Your objective:
Can you carry on the bug report about allowing the XML declaration in HTML5 from its last sentence?

This is an archived snapshot of W3C's public bugzilla bug tracker, decommissioned in April 2019. Please see the home page for more details.

Bug 12073 - Permit restricted use of <?xml version="1.0" encoding="UTF-8" ?>
Summary: Permit restricted use of <?xml version="1.0" encoding="UTF-8" ?>
Status: CLOSED WONTFIX
Alias: None
Product: HTML WG
Classification: Unclassified
Component: LC1 HTML5 spec (show other bugs)
Version: unspecified
Hardware: PC All
: P2 major
Target Milestone: ---
Assignee: Ian 'Hixie' Hickson
QA Contact: HTML WG Bugzilla archive list
URL: http://dev.w3.org/html5/spec/semantic...
Whiteboard:
Keywords:
Depends on:
Blocks:
 
Reported: 2011-02-15 05:05 UTC by Leif Halvard Silli
Modified: 2011-08-04 05:12 UTC (History)
9 users (show)

See Also:


Attachments

Description Leif Halvard Silli 2011-02-15 05:05:45 UTC
HTML5 should permit the XML declaration as conforming or conforming but obsolete, provided ALL the following 3 conditions are met:

1) Regardless of whether the declaration contains the encoding declaration:
   a) It can be used both with an without the encoding declaration;
   b) It is only permitted for UTF-8 or UTF-16 encoded pages;
   c) It may only be used when the page has a page-internal encoding declaration in a META element or in a BOM;

2) If the XML declaration's encoding declaratation is present, then:
   a) it  can only have the value "UTF-8" or "UTF-16";
   b) it MUST EITHER reflect the encoding value of the META charset/content-type element, if present;
   c) OR it MUST reflect the encoding declaration of the BOM, if present;

3) comments before DOCTYPE become forbidden;  See bug 12072;
    (And X-UA-Compatible remains forbidden in legal HTML5 syntax.)

JUSTIFICATION - argumetns:

(A) Polyglot Authoring: most XML/XHTML editors out there will auto-insert the XML declaration, and it is often not so straight forward for authors to make the editor not do so. The more IE6 disappears, the less purpose is there in using energy on removing such auto inserted XML declarations.

(B) Same justification as for why HTML5 permits <meta charset="UTF-8"/> in XHTML5 documents: it makes it easier to move back and forth between XML and HTML.

(C) the conditions for its use promotes use of UTF-8, which is a strong benefit that partly outweighs the disadvantages;

(D) It would provide a legal way to trigger quirks-mode in IE6 (and IE6 only!). 
      The XML declaration is already a often adviced method which authors use. See:
http://www.gunlaug.no/contents/wd_additions_16.html and
http://www.456bereastreet.com/archive/200904/using_an_xml_declaration_triggers_quirks_mode_in_ie_6/
http://css-discuss.incutio.com/wiki/Rendering_Mode
     This, of course, also has a disadvantage: A version of IE could be set in quirksmode through use of legal HTML5 syntax.
     However, 
     a) It would still be non-conforming of IE6 do go in to quirksmode because of the XML declaration
     b) the proposal to completely forbid comments before the DOCTYPE  - see bug 12072 - is far more important and, to a great deal, outweighs the possible disadvantages to alowing this, restricted, use of the XML declaration.

Dataset:
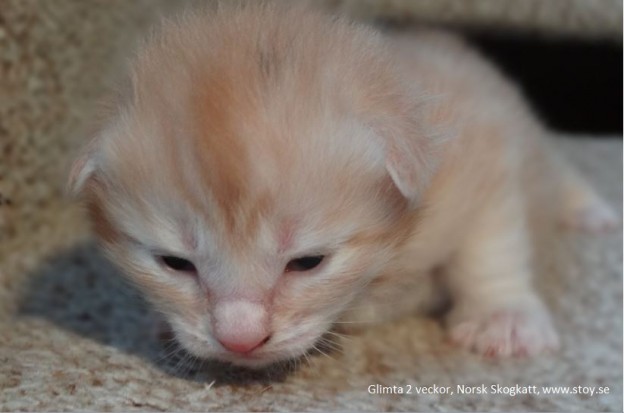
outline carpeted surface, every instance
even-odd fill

--

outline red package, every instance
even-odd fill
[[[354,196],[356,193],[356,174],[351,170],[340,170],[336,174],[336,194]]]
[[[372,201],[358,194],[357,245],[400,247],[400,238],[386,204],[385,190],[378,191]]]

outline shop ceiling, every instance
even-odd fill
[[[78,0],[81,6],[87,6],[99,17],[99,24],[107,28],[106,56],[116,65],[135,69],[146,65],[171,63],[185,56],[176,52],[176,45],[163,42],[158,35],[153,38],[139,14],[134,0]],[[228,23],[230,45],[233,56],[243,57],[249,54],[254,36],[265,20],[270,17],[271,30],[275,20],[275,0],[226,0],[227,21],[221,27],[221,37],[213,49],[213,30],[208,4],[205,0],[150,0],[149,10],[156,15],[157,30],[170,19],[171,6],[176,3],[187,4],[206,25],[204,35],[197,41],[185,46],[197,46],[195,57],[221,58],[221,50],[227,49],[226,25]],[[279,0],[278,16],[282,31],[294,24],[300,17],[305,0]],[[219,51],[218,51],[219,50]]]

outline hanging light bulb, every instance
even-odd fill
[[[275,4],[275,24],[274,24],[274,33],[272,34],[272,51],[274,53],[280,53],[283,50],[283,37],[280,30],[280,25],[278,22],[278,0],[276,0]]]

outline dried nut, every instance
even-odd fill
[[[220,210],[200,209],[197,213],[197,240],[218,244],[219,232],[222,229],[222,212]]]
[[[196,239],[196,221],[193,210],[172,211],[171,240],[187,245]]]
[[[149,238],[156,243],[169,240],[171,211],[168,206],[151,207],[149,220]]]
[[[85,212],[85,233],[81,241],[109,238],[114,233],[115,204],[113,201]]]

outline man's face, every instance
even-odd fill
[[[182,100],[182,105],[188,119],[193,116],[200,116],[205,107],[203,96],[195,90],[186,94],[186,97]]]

---

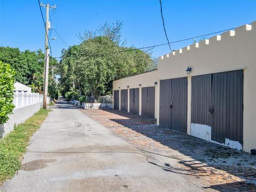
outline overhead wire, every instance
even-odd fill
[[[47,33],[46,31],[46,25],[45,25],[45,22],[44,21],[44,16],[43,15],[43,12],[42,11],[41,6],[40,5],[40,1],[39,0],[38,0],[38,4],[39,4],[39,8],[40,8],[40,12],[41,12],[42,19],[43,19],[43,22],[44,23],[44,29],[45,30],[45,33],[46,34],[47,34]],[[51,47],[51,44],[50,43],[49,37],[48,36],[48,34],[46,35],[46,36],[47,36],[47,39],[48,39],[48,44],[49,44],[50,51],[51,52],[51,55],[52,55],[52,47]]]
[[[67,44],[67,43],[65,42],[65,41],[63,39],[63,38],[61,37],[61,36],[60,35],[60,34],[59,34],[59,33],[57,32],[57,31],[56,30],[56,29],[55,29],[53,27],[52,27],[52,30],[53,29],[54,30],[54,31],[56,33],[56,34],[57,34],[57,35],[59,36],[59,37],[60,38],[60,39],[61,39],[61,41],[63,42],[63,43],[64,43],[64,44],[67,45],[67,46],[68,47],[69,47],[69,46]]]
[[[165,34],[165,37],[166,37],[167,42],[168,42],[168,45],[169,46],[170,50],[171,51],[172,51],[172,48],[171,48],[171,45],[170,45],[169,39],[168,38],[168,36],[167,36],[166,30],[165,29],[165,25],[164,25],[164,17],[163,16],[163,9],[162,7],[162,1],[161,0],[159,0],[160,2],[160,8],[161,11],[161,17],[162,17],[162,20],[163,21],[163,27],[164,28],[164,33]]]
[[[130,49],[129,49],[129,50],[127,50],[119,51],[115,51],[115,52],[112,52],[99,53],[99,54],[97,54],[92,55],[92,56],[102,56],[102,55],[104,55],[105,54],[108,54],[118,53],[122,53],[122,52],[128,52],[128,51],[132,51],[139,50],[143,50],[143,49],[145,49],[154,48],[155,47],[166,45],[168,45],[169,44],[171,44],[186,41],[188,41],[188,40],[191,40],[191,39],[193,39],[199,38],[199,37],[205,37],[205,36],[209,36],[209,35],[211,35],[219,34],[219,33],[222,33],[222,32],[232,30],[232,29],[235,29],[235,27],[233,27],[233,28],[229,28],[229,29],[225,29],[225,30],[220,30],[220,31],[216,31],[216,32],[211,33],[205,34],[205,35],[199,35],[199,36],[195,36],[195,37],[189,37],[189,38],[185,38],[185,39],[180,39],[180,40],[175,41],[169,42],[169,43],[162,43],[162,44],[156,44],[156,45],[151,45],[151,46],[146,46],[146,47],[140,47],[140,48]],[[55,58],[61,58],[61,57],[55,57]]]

Exercise response:
DISADVANTAGES - discussion:

* A permission to use <?xml version="1.0" encoding="UTF-8" ?> provides a legal way to offer quirks-mode in IE6. 
   This of course can be seen as a disadvantage. 
    OTOH, it is a behaviour specific to IE6, which is a disappearing browser and, for whic it is sometimes {but not anymore?} recommended to use quirks-mode.

ADVANTAGES - discussion:

* if comments before the DOCTYPE are forbidden (see bug 12072),  then the
   proprietary X-UA-COMPATIBLE meta element is largely prevented from 
   having effect in legal HTML5 syntax.  
   See http://www.w3.org/Bugs/Public/show_bug.cgi?id=12072#c1
    Thereby, it is also impossible to use X-UA-Compatible to trigger IE5-mode in IE8 (and IE9, I assume). (Which could otherwise be a temptation, if the XML declaration is permitted.)

* one avoids that authors have to invent other means than the XML declartion for triggering quirks mode in IE6

* the condiditions for its use promotes UTF-8 - you may call it sweetened pill.

CONSIDERATIONS - conforming but obsolete?

* Another option would be to make it conforming but obsolete and with a warning that it triggers quirks-mode in some legacy UAs. On balance, conforming but obsoleete is the option that I would prefer.
Comment 1 Ian 'Hixie' Hickson 2011-02-15 05:57:17 UTC
EDITOR'S RESPONSE: This is an Editor's Response to your comment. If you are satisfied with this response, please change the state of this bug to CLOSED. If you have additional information and would like the editor to reconsider, please reopen this bug. If you would like to escalate the issue to the full HTML Working Group, please add the TrackerRequest keyword to this bug, and suggest title and text for the tracker issue; or you may create a tracker issue yourself, if you are able to do so. For more details, see this document:
   http://dev.w3.org/html5/decision-policy/decision-policy.html

Status: Rejected
Change Description: no spec change
Rationale: This is out of scope for the HTML spec. The HTML spec can't change what is legal XML syntax. That's defined by the XML spec.
Comment 2 Leif Halvard Silli 2011-02-15 07:23:20 UTC
(In reply to comment #1)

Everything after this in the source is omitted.